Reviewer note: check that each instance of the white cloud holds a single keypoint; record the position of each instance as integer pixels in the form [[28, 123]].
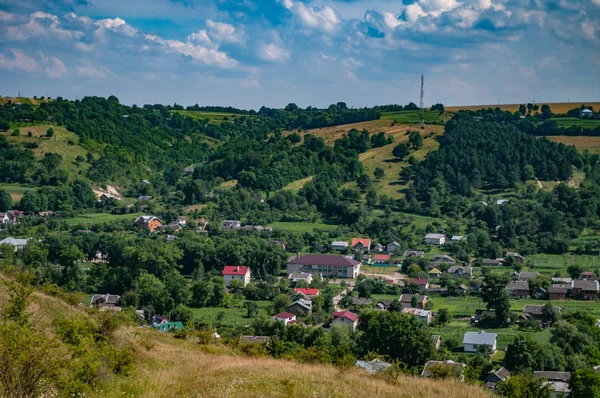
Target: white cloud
[[273, 53], [19, 61], [42, 24], [223, 32], [54, 67], [207, 56], [324, 18]]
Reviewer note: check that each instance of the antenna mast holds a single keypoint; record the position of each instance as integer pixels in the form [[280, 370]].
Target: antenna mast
[[422, 112]]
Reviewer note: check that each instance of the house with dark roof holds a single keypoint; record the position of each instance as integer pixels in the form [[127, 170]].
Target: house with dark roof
[[326, 265], [362, 245], [473, 340], [236, 273], [406, 300], [345, 317], [518, 289], [286, 317], [456, 368]]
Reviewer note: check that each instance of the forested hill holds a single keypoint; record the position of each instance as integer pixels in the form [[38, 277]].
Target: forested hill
[[490, 155]]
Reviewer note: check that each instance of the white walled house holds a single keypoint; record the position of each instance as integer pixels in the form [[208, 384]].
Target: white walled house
[[236, 273], [473, 340]]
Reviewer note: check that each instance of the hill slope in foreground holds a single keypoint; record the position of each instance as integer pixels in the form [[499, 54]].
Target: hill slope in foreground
[[164, 366]]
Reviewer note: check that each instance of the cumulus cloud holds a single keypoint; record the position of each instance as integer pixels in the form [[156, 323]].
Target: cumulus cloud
[[324, 19], [198, 53], [18, 61], [273, 53], [42, 24]]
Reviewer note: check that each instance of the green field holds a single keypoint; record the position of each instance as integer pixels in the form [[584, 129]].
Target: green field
[[575, 121], [302, 226], [99, 218], [213, 117], [412, 117]]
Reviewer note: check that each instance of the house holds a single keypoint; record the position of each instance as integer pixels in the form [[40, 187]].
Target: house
[[345, 317], [18, 244], [286, 317], [518, 289], [255, 340], [392, 247], [437, 341], [457, 238], [473, 340], [406, 301], [492, 262], [414, 253], [517, 257], [443, 259], [496, 377], [362, 245], [588, 276], [230, 225], [455, 367], [326, 265], [236, 272], [557, 381], [423, 283], [558, 292], [534, 311], [435, 239], [297, 277], [339, 245], [374, 366], [307, 292], [458, 271], [423, 315], [381, 259], [102, 300], [148, 223], [585, 289], [525, 276], [301, 307]]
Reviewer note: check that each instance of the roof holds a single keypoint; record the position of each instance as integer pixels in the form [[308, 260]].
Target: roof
[[346, 314], [553, 376], [479, 338], [235, 270], [434, 236], [585, 284], [374, 366], [365, 242], [307, 291], [284, 315], [14, 241], [381, 257], [324, 259]]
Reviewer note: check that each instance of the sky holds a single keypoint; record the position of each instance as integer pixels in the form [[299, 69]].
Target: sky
[[250, 53]]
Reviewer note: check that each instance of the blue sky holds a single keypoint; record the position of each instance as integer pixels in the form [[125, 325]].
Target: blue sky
[[249, 53]]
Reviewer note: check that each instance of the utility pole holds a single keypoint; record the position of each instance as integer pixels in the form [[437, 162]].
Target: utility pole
[[422, 113]]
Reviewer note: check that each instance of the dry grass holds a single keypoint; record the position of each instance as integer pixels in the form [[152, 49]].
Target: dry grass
[[582, 143], [182, 368], [557, 107]]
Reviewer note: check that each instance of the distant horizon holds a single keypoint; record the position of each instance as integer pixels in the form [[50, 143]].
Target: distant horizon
[[249, 53]]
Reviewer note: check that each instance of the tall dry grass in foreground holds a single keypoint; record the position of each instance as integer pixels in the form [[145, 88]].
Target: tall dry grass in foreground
[[173, 368]]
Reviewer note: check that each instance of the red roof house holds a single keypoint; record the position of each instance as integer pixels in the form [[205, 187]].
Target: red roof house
[[307, 291]]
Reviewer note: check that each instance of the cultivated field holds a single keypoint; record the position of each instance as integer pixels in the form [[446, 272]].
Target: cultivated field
[[582, 143], [556, 107]]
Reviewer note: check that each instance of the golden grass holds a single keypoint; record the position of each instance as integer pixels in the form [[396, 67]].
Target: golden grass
[[556, 107], [582, 143], [174, 368]]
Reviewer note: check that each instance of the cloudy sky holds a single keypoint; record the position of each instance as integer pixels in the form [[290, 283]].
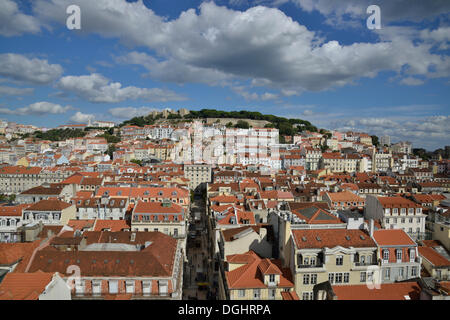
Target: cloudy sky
[[309, 59]]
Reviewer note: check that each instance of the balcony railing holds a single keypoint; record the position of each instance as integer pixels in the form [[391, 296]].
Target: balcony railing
[[363, 264], [305, 266]]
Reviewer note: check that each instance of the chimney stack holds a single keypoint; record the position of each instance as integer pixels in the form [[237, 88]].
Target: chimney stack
[[371, 227]]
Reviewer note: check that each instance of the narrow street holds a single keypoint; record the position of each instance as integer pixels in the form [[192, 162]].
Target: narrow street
[[197, 285]]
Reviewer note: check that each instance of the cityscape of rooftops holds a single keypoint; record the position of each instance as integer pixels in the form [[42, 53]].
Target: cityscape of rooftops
[[239, 151]]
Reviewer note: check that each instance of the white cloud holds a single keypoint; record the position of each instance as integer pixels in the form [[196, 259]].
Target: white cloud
[[80, 117], [410, 81], [97, 88], [11, 91], [240, 90], [38, 108], [428, 132], [15, 23], [261, 44], [20, 68], [439, 36], [130, 112], [398, 10]]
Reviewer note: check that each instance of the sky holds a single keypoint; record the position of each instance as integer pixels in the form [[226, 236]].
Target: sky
[[311, 59]]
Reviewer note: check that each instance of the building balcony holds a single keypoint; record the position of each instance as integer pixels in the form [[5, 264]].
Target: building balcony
[[310, 266]]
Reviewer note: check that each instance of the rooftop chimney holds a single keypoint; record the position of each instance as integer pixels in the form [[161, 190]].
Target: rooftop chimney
[[371, 227]]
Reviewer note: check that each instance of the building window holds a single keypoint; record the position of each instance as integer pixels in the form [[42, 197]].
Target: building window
[[272, 293], [96, 287], [387, 273], [346, 277], [130, 286], [113, 287], [306, 279], [399, 255], [314, 279], [146, 287], [362, 277], [271, 278], [386, 255], [307, 296]]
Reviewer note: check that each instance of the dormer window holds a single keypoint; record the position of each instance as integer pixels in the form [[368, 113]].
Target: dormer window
[[412, 255], [271, 278], [386, 255], [398, 254]]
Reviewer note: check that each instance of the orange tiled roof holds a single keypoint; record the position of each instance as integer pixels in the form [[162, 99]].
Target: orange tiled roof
[[434, 257], [24, 286], [49, 205], [250, 276], [392, 237], [387, 291], [321, 238], [112, 225], [397, 202]]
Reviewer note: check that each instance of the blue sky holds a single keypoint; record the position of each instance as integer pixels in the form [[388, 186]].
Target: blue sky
[[314, 60]]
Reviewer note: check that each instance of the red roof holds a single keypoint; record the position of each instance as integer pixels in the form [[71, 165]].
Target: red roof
[[434, 257], [392, 237], [13, 211], [49, 205], [157, 207], [387, 291], [331, 238], [250, 275], [24, 286], [112, 225]]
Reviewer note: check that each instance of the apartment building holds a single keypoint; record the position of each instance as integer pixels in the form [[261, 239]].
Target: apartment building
[[398, 255], [339, 256], [435, 259], [199, 175], [166, 217], [34, 286], [382, 160], [10, 223], [312, 158], [104, 208], [344, 200], [337, 162], [129, 265], [49, 212], [396, 213], [250, 277]]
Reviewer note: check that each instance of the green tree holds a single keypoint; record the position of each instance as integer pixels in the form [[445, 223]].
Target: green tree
[[111, 149], [139, 162], [242, 124], [375, 141]]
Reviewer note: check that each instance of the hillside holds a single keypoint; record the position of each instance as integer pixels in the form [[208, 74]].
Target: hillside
[[286, 126]]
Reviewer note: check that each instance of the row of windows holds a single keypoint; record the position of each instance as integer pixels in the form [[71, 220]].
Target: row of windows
[[257, 293], [310, 278], [339, 277], [402, 210], [399, 254], [403, 220]]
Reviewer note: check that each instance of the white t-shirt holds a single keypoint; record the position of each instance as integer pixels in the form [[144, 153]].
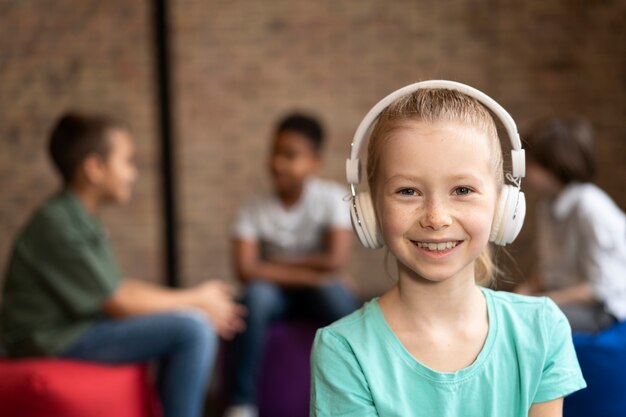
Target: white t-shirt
[[298, 230], [582, 238]]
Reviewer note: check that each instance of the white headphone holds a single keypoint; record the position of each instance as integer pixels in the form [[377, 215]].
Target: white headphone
[[511, 209]]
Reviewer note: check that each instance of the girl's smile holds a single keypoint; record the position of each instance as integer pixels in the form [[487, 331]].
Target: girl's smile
[[436, 198]]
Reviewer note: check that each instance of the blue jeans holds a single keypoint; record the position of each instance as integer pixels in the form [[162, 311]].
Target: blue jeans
[[267, 303], [183, 343]]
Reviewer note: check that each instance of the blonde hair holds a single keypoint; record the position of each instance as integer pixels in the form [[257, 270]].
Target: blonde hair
[[433, 106]]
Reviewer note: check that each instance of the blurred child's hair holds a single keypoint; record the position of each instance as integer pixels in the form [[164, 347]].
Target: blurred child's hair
[[434, 106], [78, 135], [565, 147], [307, 126]]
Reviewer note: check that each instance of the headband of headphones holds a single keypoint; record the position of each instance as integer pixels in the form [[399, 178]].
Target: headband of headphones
[[353, 165]]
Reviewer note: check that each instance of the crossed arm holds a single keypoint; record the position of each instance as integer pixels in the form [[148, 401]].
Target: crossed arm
[[308, 271]]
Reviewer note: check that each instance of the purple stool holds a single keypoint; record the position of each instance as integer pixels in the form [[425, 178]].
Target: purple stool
[[285, 374]]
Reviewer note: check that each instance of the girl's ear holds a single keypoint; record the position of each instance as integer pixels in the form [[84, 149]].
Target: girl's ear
[[93, 168]]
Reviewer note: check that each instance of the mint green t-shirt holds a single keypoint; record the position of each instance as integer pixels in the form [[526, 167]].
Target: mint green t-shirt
[[360, 368]]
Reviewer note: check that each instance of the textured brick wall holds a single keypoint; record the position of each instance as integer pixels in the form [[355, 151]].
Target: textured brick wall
[[238, 65], [241, 64], [91, 55]]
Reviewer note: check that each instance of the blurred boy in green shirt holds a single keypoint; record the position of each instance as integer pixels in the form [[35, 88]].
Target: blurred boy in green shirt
[[64, 295]]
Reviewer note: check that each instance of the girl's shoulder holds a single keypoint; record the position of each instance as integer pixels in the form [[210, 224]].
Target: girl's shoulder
[[523, 314]]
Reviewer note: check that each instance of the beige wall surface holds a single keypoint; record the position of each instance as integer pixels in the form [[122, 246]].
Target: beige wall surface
[[239, 65]]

════════════════════

# About this task
Look above for the line containing "Target: white headphone". Output from there through the line containing "Reviewer note: check that each instance of the blue jeans", exactly and inclusively.

# Response below
Target: white headphone
[[511, 209]]
Reviewer note: check that each instance of the girl's smile holds a single keypoint; record the position of each instance as integer pixels in the form [[487, 331]].
Target: girl's smile
[[436, 198]]
Reviewer note: check that each instance of the blue jeans holds a single keypoint; record the position of each instance as integer pixels in the form [[162, 311]].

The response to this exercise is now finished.